### 文档节选
* * * * * * * * *

Beautifulsoup

Posted Jan 9, 2023 Updated Feb 10, 2025

By 😇

19 min read

Beautifulsoup

beautifulsoup

Docs https://www.crummy.com/software/BeautifulSoup/bs4/doc/

中文版 https://www.crummy.com/software/BeautifulSoup/bs4/doc.zh/

一、beautifulsoup 的简单使用

简单来说，Beautiful Soup 是 Python 的一个库，最主要的功能是从网页抓取数据。官方解释如下：

Beautiful Soup 提供一些简单的、python 式的函数用来处理导航、搜索、修改分析树等功能。它是一个工具箱，通过解析文档为用户提供需要抓取的数据，因为简单，所以不需要多少代码就可以写出一个完整的应用程序。

1、安装

pip install beautifulsoup4

或者换源安装

pip install beautifulsoup4 -i http://pypi.douban.com/simple/

1.1 解析器

Beautiful Soup 支持 Python 标准库中的 HTML 解析器，还支持一些第三方的解析器，如果我们不安装它，则 Python 会使用 Python 默认的解析器，lxml 解析器更加强大，速度更快，推荐安装。

  
pip install lxml

1.2 解析器对比　

官网文档

2、快速开始

下面的一段 HTML 代码将作为例子被多次用到，这是 爱丽丝梦游仙境的 的一段内容(以后内容中简称为 爱丽丝 的文档):

  
html_doc = """

* * * * * * * * *

### 显示数据
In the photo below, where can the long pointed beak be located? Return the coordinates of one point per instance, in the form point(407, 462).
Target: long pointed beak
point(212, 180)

* * * * * * * * *

### 操作说明
A: 在这篇介绍 Beautiful Soup 的文档节选中，作者推荐安装哪种解析器？
B: 请从这篇介绍 Beautiful Soup 的文档节选停下的地方续写下去。

### 依序答案
A: 推荐安装 lxml 解析器。

B:
<html><head><title>The Dormouse's story</title></head>
<body>
<p class="title"><b>The Dormouse's story</b></p>

<p class="story">Once upon a time there were three little sisters; and their names were
<a href="http://example.com/elsie" class="sister" id="link1">Elsie</a>,
<a href="http://example.com/lacie" class="sister" id="link2">Lacie</a> and
<a href="http://example.com/tillie" class="sister" id="link3">Tillie</a>;
and they lived at the bottom of a well.</p>

<p class="story">...</p>
"""

使用 BeautifulSoup 解析这段代码，能够得到一个BeautifulSoup的对象，并能按照标准的缩进格式的结构输出:

  
from bs4 import BeautifulSoup
soup = BeautifulSoup(html_doc, 'lxml')
# html进行美化
print(soup.prettify())

代码输出的结果如下：

  
<html>
 <head>
  <title>
   The Dormouse's story
  </title>
 </head>
 <body>
  <p class="title">
   <b>
    The Dormouse's story
   </b>
  </p>
  <p class="story">
   Once upon a time there were three little sisters; and their names were
   <a class="sister" href="http://example.com/elsie" id="link1">
    Elsie
   </a>
   ,
   <a class="sister" href="http://example.com/lacie" id="link2">
    Lacie
   </a>
   and
   <a class="sister" href="http://example.com/tillie" id="link3">
    Tillie
   </a>
   ;
and they lived at the bottom of a well.
  </p>
  <p class="story">
   ...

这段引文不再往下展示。